== Problem details ==
Collect every line of the records below that contains the word "spot".

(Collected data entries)

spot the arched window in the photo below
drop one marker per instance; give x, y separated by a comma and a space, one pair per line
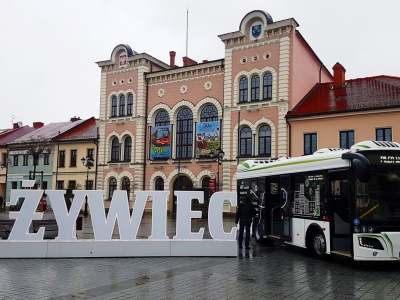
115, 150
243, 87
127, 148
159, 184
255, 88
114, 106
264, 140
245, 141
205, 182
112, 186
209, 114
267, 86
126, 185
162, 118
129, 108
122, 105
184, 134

==

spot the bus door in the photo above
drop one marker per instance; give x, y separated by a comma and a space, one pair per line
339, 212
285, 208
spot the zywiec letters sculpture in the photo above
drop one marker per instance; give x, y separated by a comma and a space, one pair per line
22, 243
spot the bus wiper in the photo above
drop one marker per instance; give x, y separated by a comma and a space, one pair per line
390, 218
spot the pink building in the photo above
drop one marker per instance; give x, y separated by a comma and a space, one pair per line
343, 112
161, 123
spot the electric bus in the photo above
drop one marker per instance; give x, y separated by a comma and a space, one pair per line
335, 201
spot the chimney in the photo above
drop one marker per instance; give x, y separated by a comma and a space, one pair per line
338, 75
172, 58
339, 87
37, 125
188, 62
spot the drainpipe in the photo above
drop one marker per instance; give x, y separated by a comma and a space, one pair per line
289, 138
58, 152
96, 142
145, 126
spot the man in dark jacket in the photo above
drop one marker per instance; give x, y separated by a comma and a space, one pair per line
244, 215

== Expected answer ==
spot the arched window in the photo below
spot the bus door in the photo above
spot the zywiec letters sculpture in the photo above
spot the bus wiper in the photo above
spot the pink building in the photo above
spot the electric bus in the photo above
spot the chimney in the photo above
spot the drainpipe in the photo above
spot the man in dark jacket in the photo above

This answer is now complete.